● **Work task**: Which of the lines in the records below hold the string "shirt"? Copy every one of them.
-=-=-
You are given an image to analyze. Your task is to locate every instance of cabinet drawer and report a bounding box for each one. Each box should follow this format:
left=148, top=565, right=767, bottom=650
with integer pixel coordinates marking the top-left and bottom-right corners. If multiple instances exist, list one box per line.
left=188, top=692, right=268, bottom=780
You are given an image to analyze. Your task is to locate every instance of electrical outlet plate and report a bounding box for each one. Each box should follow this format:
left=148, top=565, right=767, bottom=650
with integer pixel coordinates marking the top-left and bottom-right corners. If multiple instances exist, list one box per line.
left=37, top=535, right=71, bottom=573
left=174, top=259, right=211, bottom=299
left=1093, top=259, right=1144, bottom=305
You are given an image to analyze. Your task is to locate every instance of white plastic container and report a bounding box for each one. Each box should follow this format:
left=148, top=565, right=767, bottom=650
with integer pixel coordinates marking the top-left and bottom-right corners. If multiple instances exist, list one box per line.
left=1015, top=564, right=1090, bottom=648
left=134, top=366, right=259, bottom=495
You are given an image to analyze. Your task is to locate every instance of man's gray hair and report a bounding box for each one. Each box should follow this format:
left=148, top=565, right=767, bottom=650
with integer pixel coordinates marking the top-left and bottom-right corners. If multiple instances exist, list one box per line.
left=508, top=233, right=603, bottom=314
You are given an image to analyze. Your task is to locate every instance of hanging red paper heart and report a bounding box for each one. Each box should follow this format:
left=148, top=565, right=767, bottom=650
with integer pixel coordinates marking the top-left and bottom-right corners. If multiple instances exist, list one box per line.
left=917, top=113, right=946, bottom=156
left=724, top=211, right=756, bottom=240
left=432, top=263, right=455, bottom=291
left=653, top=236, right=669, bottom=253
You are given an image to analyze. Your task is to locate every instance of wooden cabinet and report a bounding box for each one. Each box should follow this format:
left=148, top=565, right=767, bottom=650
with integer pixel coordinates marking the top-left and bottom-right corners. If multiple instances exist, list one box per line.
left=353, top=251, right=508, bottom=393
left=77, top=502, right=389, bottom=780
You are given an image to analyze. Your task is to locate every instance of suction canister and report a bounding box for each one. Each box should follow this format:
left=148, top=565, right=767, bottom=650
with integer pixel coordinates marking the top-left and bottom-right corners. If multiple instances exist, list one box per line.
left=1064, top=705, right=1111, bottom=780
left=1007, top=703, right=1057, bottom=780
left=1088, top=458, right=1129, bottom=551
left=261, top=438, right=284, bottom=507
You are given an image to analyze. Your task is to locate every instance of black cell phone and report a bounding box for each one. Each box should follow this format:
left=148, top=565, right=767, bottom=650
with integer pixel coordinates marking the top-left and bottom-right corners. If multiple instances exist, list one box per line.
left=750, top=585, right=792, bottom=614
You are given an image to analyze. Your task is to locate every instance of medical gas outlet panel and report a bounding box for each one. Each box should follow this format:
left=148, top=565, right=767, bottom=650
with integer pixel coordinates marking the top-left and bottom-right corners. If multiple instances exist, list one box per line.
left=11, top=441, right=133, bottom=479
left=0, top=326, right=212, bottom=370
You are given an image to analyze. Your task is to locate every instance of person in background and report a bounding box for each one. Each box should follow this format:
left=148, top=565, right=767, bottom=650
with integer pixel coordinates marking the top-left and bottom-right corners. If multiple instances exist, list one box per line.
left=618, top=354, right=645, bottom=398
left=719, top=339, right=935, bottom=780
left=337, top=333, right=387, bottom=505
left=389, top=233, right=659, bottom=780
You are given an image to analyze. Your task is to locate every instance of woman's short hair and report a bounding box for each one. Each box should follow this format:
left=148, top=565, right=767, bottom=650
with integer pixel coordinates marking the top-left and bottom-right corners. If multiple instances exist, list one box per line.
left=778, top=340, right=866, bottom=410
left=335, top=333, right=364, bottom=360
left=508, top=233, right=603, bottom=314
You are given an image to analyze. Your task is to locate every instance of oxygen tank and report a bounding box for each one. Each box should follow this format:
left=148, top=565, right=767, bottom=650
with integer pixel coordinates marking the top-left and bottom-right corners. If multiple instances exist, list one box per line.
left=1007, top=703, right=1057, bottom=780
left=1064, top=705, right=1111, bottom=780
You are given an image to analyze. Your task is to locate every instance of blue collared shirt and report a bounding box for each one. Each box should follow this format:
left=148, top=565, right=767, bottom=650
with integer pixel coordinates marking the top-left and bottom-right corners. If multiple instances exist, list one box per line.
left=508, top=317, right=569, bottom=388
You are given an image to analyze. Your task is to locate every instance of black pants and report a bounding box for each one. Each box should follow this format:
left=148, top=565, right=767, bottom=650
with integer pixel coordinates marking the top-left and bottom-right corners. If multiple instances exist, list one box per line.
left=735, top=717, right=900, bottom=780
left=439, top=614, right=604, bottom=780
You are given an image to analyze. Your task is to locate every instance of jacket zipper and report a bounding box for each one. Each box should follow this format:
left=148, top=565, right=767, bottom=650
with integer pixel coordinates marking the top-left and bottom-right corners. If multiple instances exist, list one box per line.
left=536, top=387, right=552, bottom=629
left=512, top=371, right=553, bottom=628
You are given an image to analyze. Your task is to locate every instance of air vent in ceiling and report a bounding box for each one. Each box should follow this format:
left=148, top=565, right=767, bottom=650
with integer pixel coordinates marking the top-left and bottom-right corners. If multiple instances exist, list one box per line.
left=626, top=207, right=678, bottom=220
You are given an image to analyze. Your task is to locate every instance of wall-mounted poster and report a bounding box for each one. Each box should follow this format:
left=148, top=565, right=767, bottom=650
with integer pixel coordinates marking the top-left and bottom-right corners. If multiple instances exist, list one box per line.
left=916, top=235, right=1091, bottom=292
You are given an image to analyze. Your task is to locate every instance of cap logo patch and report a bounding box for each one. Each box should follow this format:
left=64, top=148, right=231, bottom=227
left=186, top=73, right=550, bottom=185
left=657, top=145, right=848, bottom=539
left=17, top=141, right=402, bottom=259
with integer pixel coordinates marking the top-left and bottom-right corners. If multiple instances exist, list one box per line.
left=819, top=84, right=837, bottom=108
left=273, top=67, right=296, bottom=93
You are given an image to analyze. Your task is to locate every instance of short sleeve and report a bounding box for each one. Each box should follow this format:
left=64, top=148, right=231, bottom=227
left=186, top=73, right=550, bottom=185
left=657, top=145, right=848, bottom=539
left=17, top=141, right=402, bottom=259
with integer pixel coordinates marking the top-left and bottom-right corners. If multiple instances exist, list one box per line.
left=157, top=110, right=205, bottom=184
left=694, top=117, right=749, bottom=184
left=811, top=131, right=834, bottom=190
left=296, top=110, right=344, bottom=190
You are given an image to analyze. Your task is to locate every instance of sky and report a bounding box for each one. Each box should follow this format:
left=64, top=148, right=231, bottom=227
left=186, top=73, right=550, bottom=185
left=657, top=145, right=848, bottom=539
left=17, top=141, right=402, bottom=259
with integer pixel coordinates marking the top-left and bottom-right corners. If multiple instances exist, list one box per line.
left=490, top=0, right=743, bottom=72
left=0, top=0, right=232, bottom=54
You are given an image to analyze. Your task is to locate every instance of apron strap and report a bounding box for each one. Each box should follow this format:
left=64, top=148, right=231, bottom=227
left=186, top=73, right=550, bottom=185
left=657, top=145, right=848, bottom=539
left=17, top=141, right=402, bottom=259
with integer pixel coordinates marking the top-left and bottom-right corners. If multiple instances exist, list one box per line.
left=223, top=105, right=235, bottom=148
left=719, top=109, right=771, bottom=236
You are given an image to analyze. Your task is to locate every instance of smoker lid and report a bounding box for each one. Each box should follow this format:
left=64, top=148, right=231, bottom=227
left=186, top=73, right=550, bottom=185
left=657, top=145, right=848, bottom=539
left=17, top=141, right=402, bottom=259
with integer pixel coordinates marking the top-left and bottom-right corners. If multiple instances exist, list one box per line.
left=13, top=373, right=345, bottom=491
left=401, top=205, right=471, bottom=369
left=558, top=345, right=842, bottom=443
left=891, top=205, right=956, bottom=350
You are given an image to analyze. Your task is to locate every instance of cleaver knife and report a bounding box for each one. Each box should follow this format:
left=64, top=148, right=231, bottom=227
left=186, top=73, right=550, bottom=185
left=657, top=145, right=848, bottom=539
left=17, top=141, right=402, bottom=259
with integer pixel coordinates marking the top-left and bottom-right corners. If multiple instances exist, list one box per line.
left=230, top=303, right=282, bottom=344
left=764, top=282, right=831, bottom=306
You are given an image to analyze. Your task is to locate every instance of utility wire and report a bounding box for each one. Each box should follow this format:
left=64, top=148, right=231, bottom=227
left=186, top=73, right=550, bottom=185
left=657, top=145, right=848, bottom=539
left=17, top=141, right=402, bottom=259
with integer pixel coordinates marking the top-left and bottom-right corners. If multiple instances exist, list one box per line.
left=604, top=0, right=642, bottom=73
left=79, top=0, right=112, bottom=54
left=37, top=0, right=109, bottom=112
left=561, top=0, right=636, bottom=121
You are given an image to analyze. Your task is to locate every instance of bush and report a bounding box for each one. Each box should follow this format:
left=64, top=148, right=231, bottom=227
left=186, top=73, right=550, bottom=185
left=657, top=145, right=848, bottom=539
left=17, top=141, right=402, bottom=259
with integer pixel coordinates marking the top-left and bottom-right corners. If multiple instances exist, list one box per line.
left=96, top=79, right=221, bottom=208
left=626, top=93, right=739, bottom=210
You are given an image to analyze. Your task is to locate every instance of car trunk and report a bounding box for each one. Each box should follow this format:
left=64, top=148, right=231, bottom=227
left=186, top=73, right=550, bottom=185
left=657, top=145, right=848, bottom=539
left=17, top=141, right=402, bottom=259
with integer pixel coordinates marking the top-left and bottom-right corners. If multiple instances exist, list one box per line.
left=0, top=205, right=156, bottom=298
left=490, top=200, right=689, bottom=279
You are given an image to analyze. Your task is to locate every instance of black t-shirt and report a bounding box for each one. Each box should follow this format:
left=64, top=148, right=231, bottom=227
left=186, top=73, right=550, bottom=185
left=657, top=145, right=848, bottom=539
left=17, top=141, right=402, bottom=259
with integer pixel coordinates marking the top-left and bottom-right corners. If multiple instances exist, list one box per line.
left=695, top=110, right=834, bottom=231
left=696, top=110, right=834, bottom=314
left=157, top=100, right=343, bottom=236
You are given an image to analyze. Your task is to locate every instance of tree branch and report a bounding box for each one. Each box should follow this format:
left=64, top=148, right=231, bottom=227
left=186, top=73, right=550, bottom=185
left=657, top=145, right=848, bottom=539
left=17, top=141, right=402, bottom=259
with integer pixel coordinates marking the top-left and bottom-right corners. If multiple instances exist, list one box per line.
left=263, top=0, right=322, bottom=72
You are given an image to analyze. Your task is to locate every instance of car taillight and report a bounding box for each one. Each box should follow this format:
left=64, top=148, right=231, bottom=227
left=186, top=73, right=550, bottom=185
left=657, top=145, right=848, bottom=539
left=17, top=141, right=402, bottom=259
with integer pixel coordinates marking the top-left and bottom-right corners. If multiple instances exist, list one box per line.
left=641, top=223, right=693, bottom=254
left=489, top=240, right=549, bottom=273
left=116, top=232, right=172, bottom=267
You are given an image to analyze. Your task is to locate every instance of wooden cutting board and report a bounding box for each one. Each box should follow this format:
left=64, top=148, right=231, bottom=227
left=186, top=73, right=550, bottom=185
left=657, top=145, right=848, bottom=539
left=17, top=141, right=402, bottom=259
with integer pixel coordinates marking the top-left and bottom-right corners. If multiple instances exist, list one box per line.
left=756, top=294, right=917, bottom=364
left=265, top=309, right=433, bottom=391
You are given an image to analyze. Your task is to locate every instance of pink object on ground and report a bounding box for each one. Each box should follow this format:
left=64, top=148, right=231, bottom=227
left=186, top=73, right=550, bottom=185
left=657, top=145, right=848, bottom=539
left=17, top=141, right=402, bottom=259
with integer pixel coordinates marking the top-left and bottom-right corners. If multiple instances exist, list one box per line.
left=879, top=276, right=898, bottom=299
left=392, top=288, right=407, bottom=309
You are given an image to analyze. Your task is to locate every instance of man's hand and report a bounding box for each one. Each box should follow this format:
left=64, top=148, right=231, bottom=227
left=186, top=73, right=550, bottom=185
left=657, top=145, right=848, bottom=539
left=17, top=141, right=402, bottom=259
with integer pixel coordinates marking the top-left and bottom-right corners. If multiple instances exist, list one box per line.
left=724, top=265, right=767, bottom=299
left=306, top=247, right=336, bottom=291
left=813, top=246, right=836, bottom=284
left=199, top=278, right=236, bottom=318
-=-=-
● **Response to the task**:
You are given an image to analyze. Your task is to locate every instance of blue collared shirt and report a bounding box for each one. Each box should follow this format:
You are given an image to analyze. Your task is to locate every instance of black t-shirt and report a bounding box for each one. Each box should follow this format:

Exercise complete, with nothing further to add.